Dataset rows
========================================

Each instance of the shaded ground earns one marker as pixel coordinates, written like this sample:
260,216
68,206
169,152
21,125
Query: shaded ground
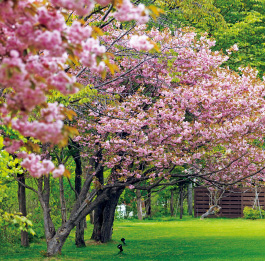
187,239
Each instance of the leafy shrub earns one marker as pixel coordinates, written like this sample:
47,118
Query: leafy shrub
250,213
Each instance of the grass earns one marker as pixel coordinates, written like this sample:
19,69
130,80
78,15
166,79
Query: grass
164,239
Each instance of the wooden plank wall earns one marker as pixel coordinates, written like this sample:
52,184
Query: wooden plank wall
232,202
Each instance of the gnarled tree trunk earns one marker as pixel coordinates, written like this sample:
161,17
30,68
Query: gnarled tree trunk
148,204
104,216
190,207
22,207
211,211
172,202
139,204
80,228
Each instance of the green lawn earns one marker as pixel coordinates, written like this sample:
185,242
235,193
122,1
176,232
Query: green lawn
187,239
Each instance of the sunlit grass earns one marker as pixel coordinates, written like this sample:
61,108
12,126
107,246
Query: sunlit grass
187,239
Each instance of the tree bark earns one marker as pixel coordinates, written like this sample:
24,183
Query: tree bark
211,211
139,204
55,241
181,200
190,207
80,228
172,203
92,217
62,201
44,197
22,207
104,216
148,204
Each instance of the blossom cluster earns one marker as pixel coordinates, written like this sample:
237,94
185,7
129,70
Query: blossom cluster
36,47
186,110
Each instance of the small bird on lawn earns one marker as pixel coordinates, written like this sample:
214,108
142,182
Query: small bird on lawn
120,247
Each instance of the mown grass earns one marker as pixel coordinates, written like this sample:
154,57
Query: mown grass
187,239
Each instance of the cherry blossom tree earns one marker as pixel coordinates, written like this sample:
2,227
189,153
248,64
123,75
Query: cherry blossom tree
37,47
178,108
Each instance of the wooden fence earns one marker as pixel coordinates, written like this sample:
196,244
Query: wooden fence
232,203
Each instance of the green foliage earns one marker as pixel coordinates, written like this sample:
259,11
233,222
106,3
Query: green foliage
187,239
246,28
250,213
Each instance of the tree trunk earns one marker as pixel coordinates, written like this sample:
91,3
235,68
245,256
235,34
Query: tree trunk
92,217
211,211
44,197
148,204
104,217
62,201
172,203
55,241
181,200
190,207
80,228
22,207
139,204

========================================

**What you will do**. Reproduce all of the material above with every instance of "earns one marker" changed to "receives one point", leaving everything else as it is. Omit the pictures from your version.

**Answer to the task**.
Each instance of the shaded ground receives one point as pixel coordinates, written like this sample:
260,216
68,206
169,152
21,125
Query: shaded ground
187,239
Each instance of the leafy shrub receives one point as pixel coordinates, written like this sample:
47,118
Query: leafy shrub
250,213
Each instance of the grass receives one point as pixel coordinates, written like this sample:
19,69
130,80
78,15
166,79
Query: grass
164,239
Each instance of the wooden plank wall receives one point as pixel coordinates, written like this sample:
52,184
Query: wooden plank wall
232,202
Each instance of the gnarled tree trunk receives one point as pixel coordinates, written like this sample:
161,17
30,68
Query: gnarled tree trunk
148,204
104,216
190,207
22,207
211,211
172,202
139,204
80,228
Each instance of the green lawn receives one point as pixel coordinates, written like this sample:
185,242
235,193
122,1
176,232
Query: green lawn
187,239
Each instance of the sunlit grass receives one point as pixel coordinates, written like this sample:
61,108
12,126
107,246
Query: sunlit grass
187,239
Each instance of the tree bark receives one point as pixel coordinates, written like this sample:
24,183
Query: tree bark
211,211
139,204
55,241
181,200
190,207
80,228
172,203
92,217
62,201
44,197
22,207
104,216
148,204
Each instance of the blossom cluster receives one point as pixel coordinates, written like this sample:
237,94
185,7
129,70
Query: blossom cluster
36,47
186,110
Each instance of the small bird on lawn receives one point as pixel coordinates, written like this sample:
214,108
142,182
Query: small bird on lawn
120,247
Each instance of the mown grass receives one point as pixel coordinates, written like this sample:
154,57
Query: mown grass
187,239
Each instance of the cherry blossom tree receives one point as pixel coordinates, written like this sample:
2,227
189,153
248,64
123,75
Query: cherry blossom tree
37,47
178,108
Each instance of the wooden fence receives one point as pixel coordinates, written like this sample:
196,244
Query: wooden fence
232,203
Each instance of the green foliage receives one point as pixel coordinates, written like this sample:
259,11
233,222
106,3
Query: green foliage
187,239
246,28
250,213
Each instance of the tree trunk receives one point as pixel coordinates, written like this sample:
91,3
235,68
245,256
235,34
Query: tree trunk
92,217
211,211
44,197
148,204
104,217
62,201
172,203
55,241
181,200
190,207
80,228
22,207
139,204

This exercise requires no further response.